• Task goal
State how many lines of the listing below contain the string "wheel". Give only the number.

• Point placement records
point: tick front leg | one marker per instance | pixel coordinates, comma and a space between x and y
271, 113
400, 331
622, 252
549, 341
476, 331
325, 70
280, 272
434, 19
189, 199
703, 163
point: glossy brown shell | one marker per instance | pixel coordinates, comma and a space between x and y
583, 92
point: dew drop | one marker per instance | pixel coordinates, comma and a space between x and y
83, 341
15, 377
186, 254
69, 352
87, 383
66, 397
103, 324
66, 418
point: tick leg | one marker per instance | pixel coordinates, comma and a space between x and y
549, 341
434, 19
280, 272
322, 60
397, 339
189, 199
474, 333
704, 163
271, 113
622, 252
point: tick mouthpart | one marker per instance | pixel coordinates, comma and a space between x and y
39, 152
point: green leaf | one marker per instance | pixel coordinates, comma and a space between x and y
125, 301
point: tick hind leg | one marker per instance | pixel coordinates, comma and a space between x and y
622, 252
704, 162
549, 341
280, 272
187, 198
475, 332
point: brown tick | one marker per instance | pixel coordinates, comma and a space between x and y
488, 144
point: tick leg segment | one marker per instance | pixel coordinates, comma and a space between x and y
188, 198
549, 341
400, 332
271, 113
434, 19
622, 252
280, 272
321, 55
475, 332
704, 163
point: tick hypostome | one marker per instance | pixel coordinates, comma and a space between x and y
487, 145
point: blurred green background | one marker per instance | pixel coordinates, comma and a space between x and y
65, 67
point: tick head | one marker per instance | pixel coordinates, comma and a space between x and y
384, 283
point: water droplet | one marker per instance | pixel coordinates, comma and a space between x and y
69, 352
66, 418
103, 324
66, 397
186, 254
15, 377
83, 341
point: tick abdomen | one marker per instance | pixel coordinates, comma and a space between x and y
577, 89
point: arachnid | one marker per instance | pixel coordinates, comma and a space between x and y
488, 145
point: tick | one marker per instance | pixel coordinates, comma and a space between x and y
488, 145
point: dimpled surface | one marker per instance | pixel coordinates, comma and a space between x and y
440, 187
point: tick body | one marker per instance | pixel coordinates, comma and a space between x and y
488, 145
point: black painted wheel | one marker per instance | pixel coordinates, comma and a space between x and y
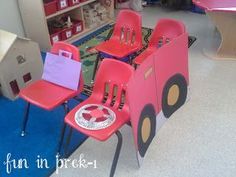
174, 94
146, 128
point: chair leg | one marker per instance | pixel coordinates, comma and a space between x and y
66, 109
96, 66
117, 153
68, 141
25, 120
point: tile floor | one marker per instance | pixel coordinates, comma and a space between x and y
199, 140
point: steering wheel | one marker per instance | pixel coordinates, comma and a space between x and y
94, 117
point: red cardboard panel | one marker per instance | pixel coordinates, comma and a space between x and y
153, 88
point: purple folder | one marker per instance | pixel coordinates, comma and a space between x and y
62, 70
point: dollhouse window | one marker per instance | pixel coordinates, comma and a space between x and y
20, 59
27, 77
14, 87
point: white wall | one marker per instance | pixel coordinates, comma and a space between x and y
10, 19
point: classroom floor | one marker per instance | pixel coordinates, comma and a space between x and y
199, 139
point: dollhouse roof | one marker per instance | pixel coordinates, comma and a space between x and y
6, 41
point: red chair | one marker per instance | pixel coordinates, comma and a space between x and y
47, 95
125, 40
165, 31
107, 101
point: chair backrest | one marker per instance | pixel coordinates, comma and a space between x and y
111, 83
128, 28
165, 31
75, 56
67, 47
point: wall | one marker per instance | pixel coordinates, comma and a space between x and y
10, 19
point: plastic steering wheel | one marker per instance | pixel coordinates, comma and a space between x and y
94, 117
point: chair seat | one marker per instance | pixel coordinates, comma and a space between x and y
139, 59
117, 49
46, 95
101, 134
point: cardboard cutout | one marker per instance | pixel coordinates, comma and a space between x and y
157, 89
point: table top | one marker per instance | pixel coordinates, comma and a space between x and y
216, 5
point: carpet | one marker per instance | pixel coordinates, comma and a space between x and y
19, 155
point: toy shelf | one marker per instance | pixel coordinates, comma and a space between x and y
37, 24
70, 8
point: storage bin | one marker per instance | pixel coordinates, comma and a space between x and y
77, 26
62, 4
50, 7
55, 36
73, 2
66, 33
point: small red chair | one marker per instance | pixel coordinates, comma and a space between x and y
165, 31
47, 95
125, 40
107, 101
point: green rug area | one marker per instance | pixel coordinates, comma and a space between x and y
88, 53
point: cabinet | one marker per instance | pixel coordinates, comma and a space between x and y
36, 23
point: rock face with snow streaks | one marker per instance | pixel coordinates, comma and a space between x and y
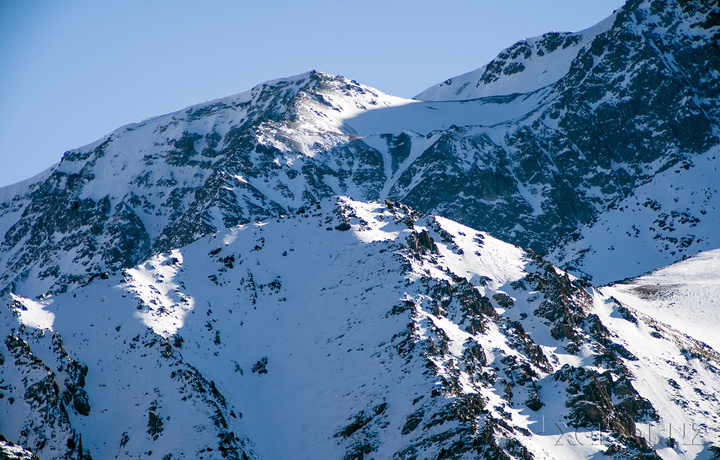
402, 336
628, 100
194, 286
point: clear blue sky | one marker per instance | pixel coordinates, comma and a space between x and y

---

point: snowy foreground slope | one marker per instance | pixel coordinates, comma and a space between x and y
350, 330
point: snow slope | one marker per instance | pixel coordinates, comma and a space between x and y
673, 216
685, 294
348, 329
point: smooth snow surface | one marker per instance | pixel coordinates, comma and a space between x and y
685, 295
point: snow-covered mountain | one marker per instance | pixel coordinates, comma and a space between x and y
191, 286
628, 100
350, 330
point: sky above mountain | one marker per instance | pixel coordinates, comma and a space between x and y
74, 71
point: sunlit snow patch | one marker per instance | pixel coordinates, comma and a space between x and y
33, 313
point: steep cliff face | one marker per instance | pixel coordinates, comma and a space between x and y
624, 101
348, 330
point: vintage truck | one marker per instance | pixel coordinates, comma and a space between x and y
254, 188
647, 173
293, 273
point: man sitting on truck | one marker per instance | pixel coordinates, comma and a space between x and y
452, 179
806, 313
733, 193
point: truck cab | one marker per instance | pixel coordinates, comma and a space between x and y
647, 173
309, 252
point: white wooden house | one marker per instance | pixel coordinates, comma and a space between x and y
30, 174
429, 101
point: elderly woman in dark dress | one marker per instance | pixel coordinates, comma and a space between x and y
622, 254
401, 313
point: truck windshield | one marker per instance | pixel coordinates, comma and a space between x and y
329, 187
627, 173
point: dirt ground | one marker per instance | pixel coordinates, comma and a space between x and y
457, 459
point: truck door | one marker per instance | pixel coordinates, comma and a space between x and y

• Worked answer
3